Holding on with dear life.
I hate lupus. I want it to go away and never come back.
I've been in so much pain lately - I'm wondering how I'm supposed to continue living like this, its been 6 months and I've had about 5 good days. I almost feel like I'm being punished. I must have done some pretty awful shit in a previous life to deserve this torture.
Me: Oooh I'm actually feeling good lately
Lupus: 'LOL! One sec
I read an article earlier about someone who committed suicide after suffering years with chronic pain. I haven't had any thoughts like that for a while but I'm sad to say I have had those thoughts so I can understand how that guy must have felt. Dealing with pain everyday is seriously tough and sometimes you do feel desperate. Sometimes you can't imagine ever not being in pain its like you can't remember what it feels like.
There was a time about a year ago when I'd been in absolute agony solidly for a couple of weeks, the pain was unbearable. I was at my lowest ebb and I remember sitting in the bath, unable to get myself out because of the pain, all the water had drained as I'd pulled the plug, I was freezing cold, shivering and crying like I've never cried before. I was there for a good hour and towards the end I was thinking about ways I could end my life. I knew I'd never actually do it but I was just so desperate to find a way to stop the unbearable pain. I know it sounds extreme but I'd just had enough. Sami got back from football, came in the bathroom, got me out of the bath and he hugged me. I told him how I felt, he said 'you mustn't think like that. I'll always be here for you'.

Available data
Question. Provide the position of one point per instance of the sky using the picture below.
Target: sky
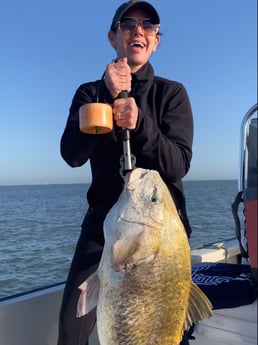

What to work on
List, in order, each thing Sami does in the last paragraph of the lupus post. The material plays no part in what is asked here.

Output for this task
1. Gets back from football
2. Comes in the bathroom
3. Gets the writer out of the bath
4. Hugs the writer
5. Says "you mustn't think like that. I'll always be here for you"